On Jan 17, 2013, at 8:35 AM, Jim Klimov <jimkli...@cos.ru> wrote:
> On 2013-01-17 16:04, Bob Friesenhahn wrote:
>> If almost all of the I/Os are 4K, maybe your ZVOLs should use a
>> volblocksize of 4K? This seems like the most obvious improvement.
>> Matching the volume block size to what the clients are actually using
>> (due to their filesystem configuration) should improve performance
>> during normal operations and should reduce the number of blocks which
>> need to be sent in the backup by reducing write amplification due to
>> "overlap" blocks..
> Also, it would make sense while you are at it to verify that the
> clients(i.e. VMs' filesystems) do their IOs 4KB-aligned, i.e. that
> their partitions start at a 512b-based sector offset divisible by
> 8 inside the virtual HDDs, and the FS headers also align to that
> so the first cluster is 4KB-aligned.

Extracted entries:
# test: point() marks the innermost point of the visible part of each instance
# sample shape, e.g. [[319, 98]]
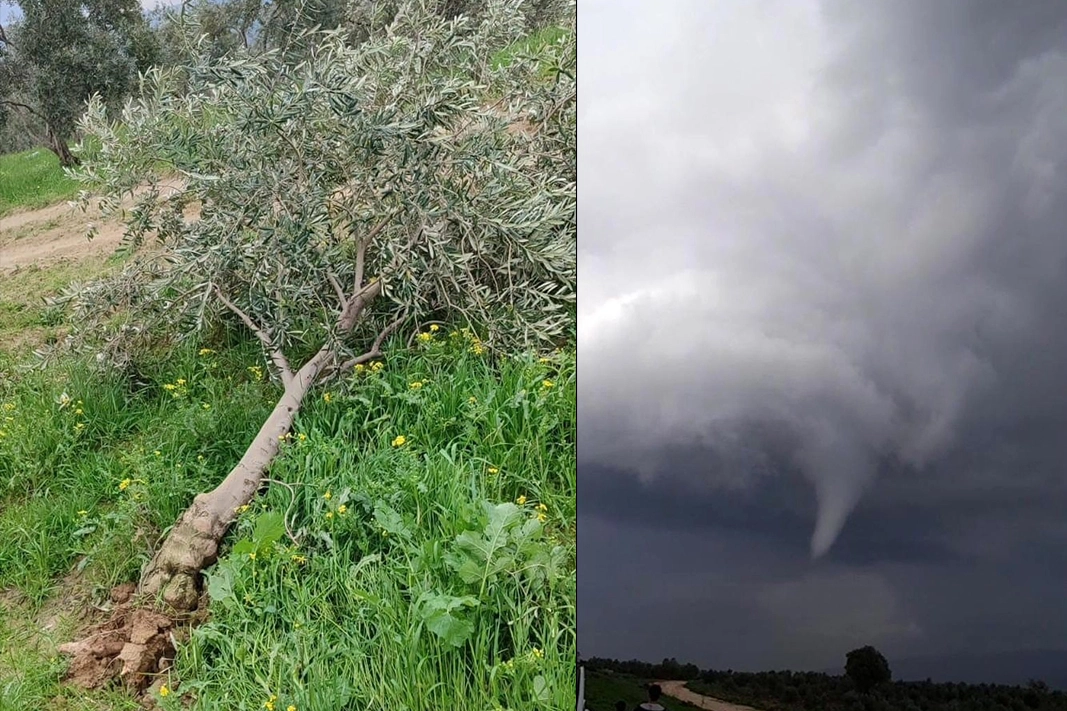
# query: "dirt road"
[[58, 233], [47, 235], [679, 691]]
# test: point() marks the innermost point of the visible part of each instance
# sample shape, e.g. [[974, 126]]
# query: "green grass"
[[32, 178], [26, 319], [436, 573], [532, 44]]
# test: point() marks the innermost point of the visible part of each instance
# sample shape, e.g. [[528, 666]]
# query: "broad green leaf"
[[270, 527]]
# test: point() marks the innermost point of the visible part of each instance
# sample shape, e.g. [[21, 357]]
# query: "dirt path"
[[47, 235], [678, 690], [58, 233]]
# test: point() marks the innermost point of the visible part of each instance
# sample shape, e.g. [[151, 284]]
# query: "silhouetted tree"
[[868, 668]]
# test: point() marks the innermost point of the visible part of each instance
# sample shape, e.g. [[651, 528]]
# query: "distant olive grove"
[[54, 54], [812, 691]]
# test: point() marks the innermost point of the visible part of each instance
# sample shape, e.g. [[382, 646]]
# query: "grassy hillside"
[[32, 178], [432, 499]]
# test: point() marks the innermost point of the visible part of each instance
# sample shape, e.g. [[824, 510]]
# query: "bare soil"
[[47, 235], [681, 692], [50, 234]]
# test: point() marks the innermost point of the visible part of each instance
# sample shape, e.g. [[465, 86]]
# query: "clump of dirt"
[[134, 645]]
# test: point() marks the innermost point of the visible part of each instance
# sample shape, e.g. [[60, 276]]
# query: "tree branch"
[[265, 337], [361, 253], [24, 106], [341, 299], [376, 349], [353, 309]]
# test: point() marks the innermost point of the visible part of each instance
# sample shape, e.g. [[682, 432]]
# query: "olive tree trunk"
[[193, 542]]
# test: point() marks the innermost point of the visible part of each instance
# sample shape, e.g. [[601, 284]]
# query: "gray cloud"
[[824, 243]]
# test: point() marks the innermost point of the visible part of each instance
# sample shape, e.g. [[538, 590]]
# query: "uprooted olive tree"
[[362, 192]]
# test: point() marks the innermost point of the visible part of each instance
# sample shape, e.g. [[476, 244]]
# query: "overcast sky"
[[823, 329]]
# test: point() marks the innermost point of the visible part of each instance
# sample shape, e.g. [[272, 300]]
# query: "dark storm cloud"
[[823, 253]]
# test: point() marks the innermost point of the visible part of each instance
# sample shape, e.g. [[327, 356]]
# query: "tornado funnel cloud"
[[840, 469]]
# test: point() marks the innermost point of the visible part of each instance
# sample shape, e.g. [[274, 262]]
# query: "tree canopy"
[[61, 52]]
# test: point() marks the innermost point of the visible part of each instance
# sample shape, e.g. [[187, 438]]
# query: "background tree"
[[360, 192], [63, 51], [868, 668]]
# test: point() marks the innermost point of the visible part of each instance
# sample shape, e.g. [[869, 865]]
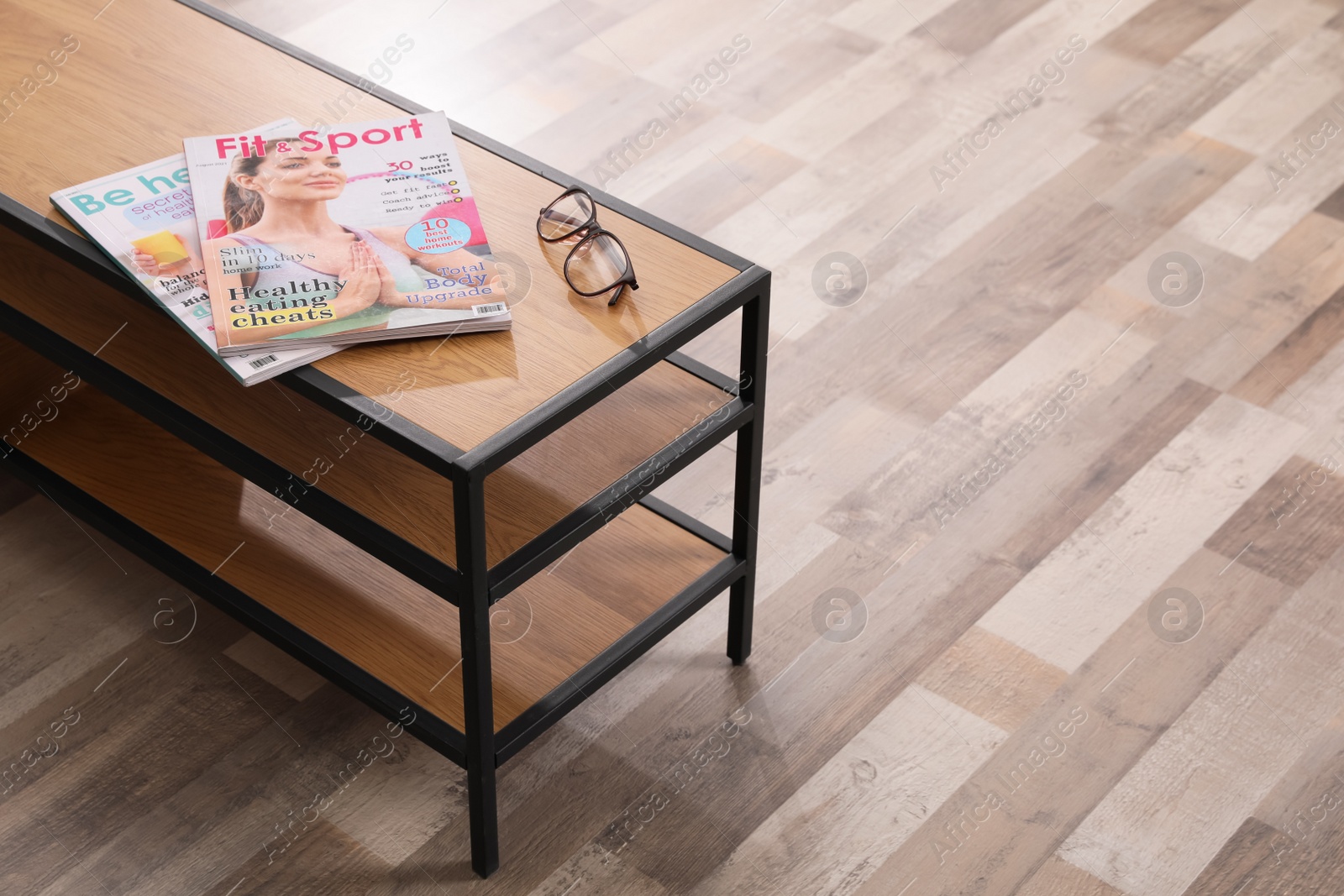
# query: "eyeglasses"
[[598, 264]]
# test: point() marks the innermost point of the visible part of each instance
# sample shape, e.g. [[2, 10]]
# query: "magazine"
[[143, 219], [343, 235]]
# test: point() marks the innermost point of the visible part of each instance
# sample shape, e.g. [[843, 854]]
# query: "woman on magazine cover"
[[279, 203]]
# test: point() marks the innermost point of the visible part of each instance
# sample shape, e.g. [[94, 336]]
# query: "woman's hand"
[[362, 281], [148, 264], [387, 291]]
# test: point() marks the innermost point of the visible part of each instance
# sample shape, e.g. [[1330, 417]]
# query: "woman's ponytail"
[[244, 207]]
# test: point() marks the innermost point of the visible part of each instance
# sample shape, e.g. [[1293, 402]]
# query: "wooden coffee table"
[[383, 513]]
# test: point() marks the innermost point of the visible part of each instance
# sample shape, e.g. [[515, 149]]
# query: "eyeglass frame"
[[591, 231]]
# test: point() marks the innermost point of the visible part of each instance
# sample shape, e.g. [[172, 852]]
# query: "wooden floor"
[[1028, 477]]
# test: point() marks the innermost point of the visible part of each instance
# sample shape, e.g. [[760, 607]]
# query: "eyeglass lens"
[[564, 217], [596, 265]]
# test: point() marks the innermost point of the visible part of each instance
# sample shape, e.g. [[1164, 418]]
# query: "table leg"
[[746, 503], [477, 698]]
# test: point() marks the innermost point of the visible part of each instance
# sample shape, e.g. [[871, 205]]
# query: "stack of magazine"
[[281, 246]]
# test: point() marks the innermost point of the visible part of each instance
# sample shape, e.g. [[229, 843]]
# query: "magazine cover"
[[143, 219], [360, 233]]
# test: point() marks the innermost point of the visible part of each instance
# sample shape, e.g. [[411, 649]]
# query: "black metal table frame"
[[472, 584]]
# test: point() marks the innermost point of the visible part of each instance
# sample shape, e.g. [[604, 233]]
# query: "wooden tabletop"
[[143, 76]]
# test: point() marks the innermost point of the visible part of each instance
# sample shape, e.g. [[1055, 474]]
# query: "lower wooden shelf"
[[373, 616]]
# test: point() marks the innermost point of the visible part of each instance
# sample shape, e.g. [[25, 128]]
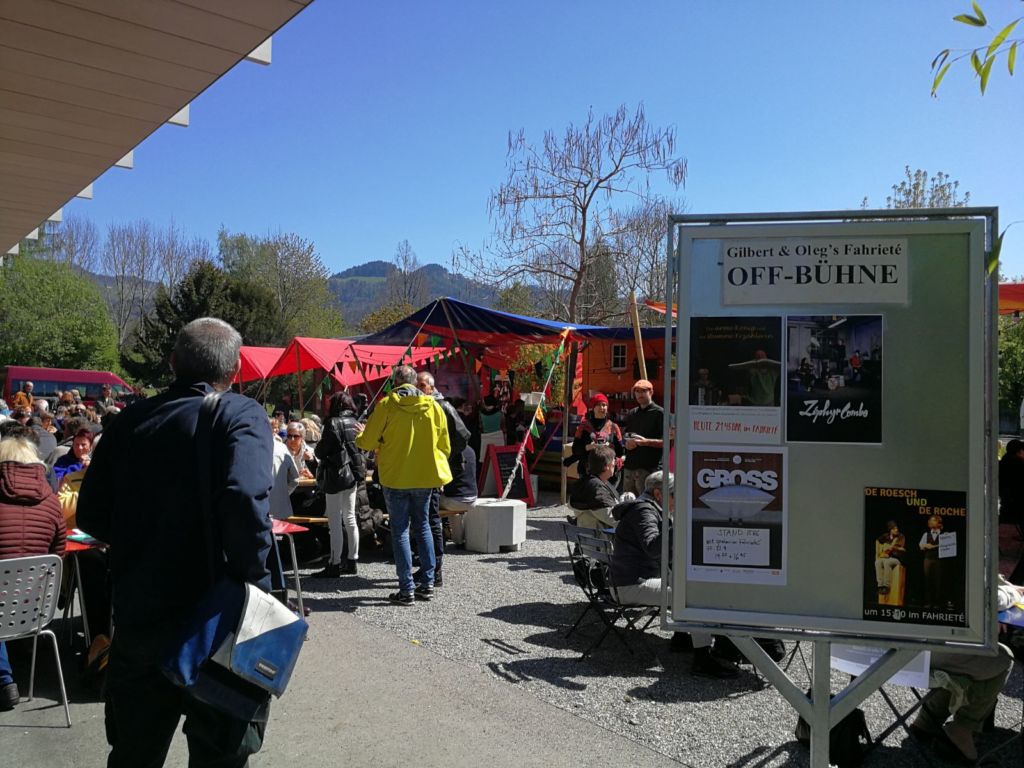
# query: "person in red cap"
[[643, 432], [596, 429]]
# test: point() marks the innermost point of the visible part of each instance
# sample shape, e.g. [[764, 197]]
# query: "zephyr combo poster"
[[736, 369], [737, 515], [915, 556], [834, 378]]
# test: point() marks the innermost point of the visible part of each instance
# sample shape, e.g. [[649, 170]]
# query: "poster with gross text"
[[736, 373], [736, 514]]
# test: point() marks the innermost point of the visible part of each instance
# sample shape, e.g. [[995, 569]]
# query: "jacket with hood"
[[637, 550], [31, 520], [410, 429]]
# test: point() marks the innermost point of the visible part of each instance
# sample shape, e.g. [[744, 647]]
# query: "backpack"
[[847, 741]]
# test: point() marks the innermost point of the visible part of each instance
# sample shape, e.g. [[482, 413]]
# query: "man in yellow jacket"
[[409, 430]]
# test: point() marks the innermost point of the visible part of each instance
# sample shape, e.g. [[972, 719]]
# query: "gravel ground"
[[507, 614]]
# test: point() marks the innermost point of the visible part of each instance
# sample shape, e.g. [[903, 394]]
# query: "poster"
[[834, 378], [736, 370], [736, 514], [914, 561]]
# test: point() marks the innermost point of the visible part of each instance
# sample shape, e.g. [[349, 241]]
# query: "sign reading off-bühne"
[[814, 270]]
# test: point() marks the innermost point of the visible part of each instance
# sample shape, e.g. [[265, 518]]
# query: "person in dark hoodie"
[[459, 437], [636, 565], [409, 430]]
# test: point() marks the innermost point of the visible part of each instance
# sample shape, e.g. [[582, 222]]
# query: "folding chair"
[[29, 588], [597, 548]]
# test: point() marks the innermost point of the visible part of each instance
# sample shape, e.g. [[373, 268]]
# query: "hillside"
[[360, 289]]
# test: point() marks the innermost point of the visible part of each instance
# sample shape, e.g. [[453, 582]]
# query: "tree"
[[517, 298], [291, 268], [983, 56], [384, 316], [558, 201], [918, 189], [52, 317], [1011, 350], [204, 291], [406, 284]]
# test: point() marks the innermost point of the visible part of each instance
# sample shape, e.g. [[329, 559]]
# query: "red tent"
[[256, 363], [1011, 298]]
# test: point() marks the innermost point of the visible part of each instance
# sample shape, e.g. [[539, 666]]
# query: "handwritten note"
[[947, 545], [732, 546]]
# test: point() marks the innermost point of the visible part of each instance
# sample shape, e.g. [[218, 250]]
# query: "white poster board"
[[861, 351]]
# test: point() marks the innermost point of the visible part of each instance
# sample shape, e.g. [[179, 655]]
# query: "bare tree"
[[557, 201], [175, 252], [77, 244], [406, 284], [128, 259]]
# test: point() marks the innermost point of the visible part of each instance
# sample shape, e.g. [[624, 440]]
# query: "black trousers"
[[142, 710]]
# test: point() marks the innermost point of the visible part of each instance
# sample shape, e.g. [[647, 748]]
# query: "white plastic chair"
[[29, 588]]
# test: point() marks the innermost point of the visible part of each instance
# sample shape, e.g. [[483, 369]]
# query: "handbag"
[[240, 645]]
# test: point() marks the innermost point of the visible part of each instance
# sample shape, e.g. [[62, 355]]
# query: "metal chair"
[[29, 588], [604, 598]]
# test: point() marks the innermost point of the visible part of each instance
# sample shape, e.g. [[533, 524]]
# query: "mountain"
[[360, 289]]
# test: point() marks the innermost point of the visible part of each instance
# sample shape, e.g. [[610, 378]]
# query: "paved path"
[[360, 696]]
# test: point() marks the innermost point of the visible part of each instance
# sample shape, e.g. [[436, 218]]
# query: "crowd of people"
[[75, 465]]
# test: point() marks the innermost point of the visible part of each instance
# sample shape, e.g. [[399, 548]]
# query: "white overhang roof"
[[83, 82]]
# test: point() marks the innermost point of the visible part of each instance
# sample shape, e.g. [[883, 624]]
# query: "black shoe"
[[9, 696], [333, 570], [681, 642], [726, 650], [423, 592], [707, 665]]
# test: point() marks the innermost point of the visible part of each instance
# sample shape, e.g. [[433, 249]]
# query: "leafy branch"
[[983, 56]]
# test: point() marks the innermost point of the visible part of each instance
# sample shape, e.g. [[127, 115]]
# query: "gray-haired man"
[[141, 496]]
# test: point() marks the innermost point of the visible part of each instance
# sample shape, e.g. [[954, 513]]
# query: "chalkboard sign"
[[499, 462]]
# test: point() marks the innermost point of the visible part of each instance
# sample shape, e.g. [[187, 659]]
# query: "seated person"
[[966, 686], [79, 456], [593, 497], [302, 455], [31, 523], [636, 566]]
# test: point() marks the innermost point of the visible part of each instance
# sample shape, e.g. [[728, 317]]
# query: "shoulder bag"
[[240, 645]]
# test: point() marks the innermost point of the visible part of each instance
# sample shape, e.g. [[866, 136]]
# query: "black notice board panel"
[[501, 461]]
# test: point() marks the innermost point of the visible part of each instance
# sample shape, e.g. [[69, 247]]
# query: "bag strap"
[[204, 460]]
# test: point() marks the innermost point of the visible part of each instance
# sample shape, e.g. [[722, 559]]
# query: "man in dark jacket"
[[636, 565], [643, 431], [593, 496], [141, 496], [459, 435]]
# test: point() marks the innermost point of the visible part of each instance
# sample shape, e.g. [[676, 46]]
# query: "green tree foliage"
[[291, 268], [384, 316], [53, 317], [1011, 347], [984, 56], [204, 291]]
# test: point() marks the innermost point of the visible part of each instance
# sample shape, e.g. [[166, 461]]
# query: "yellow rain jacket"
[[410, 430]]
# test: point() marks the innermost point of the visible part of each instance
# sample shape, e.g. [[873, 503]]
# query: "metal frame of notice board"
[[772, 536]]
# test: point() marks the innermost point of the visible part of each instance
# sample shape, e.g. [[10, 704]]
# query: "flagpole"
[[532, 422]]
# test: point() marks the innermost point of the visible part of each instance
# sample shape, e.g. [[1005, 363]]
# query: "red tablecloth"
[[283, 526]]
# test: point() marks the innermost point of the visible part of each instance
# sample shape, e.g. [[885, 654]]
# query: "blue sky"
[[382, 122]]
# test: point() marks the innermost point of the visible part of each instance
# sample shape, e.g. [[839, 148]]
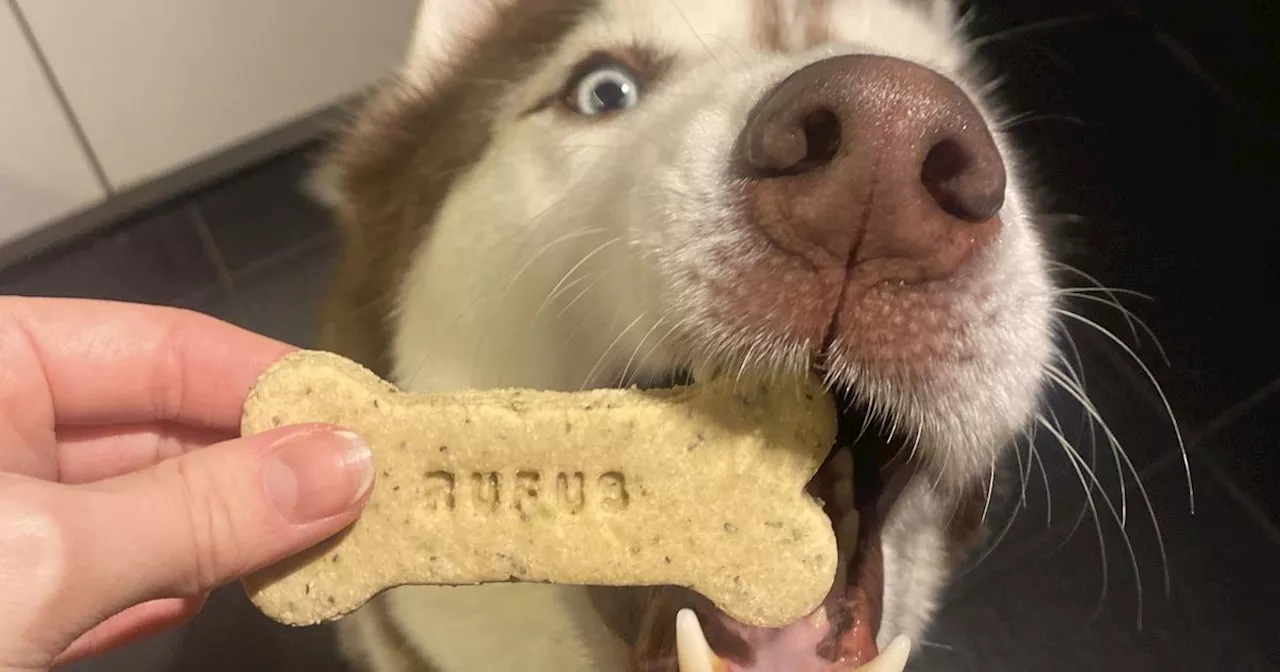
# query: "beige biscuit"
[[699, 487]]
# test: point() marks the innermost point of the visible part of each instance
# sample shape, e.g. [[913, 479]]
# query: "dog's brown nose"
[[867, 158]]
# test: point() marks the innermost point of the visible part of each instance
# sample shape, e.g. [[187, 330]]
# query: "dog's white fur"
[[552, 266]]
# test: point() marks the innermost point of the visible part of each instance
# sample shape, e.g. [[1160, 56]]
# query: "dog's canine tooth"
[[891, 659], [693, 653]]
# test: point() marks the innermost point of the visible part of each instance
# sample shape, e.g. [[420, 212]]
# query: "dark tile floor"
[[1168, 188]]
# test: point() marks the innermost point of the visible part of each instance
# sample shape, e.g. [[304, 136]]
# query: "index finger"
[[106, 362]]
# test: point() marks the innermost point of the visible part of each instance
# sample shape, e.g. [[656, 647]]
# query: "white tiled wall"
[[44, 173]]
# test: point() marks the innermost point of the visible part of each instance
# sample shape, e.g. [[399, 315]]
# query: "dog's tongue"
[[716, 643], [803, 647]]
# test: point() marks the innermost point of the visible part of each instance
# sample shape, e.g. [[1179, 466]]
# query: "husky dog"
[[575, 193]]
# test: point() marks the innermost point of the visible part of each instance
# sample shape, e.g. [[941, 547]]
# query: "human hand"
[[124, 492]]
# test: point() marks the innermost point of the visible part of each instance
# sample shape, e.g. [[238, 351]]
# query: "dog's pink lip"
[[840, 635]]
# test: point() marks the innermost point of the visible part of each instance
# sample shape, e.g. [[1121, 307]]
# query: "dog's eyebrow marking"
[[785, 26]]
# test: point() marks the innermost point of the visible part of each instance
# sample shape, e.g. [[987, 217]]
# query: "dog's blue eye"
[[604, 90]]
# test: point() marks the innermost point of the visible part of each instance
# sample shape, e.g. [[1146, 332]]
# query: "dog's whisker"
[[604, 355], [1160, 392]]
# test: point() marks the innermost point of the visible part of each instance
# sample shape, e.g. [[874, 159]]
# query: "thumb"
[[208, 517]]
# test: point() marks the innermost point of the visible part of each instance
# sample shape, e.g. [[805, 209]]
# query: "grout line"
[[215, 257], [284, 254], [63, 101], [1234, 412], [1193, 65]]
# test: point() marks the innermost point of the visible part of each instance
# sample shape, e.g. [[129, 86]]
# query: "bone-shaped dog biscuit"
[[698, 487]]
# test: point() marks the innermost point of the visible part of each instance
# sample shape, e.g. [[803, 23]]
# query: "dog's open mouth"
[[858, 484]]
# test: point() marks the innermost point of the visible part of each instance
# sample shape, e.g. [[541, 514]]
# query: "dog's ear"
[[446, 31]]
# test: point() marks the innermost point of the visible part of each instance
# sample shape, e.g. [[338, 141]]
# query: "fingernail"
[[318, 475]]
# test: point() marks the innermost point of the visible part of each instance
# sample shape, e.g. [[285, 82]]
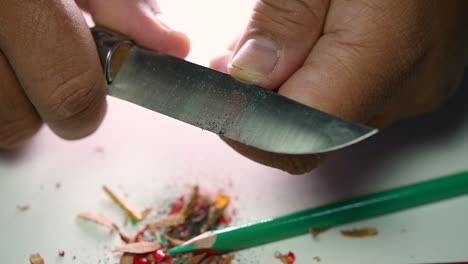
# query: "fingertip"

Short exercise 1: Reproduce the passage of the ZVOL block size discussion that opens with the words containing "On Jan 17, 2013, at" and closes with "most obvious improvement.".
Short exercise 2: Rescale the records from their start through the line containing "[[54, 54], [812, 691]]", both ends included, reproducing every line with its requests but without the pictures, and multiply each point coordinate in the answers by 1.9, rounding to whole numbers with halves rounded up. Give only those lines.

Exercise response 1:
On Jan 17, 2013, at 8:35 AM, Jim Klimov <jimkli...@cos.ru> wrote:
> On 2013-01-17 16:04, Bob Friesenhahn wrote:
>> If almost all of the I/Os are 4K, maybe your ZVOLs should use a
>> volblocksize of 4K? This seems like the most obvious improvement.

Exercise response 2:
# test: point() marks the innermost point of the visible part of each instance
# sample shape, e.g. [[319, 98]]
# query: "dirt road"
[[110, 443], [89, 447], [1290, 1313]]
# test: point() marks the innermost point of the visible part of each instance
# sample shape, e.g. [[974, 126]]
# query: "green grass"
[[61, 338], [49, 606], [828, 1089], [1011, 84]]
# test: point() marks the innermost point of the visible part of each instance
# sample shape, e.g. [[528, 666]]
# query: "broad green leaf"
[[513, 1001]]
# test: point() marks the innermost point of the visible part of each instance
# sample shape, e.g. [[21, 357]]
# query: "dirt path"
[[89, 447], [1288, 1311], [110, 443]]
# test: point() marks the innermost point of the visible part of each instance
# sample shape, e.g. [[151, 284]]
# query: "silhouetted tree"
[[1649, 1269]]
# test: point() marks the innermost point of the visible part of each instance
# sample shape, e.g. [[651, 528]]
# query: "distant olive grove"
[[103, 103], [1543, 1313]]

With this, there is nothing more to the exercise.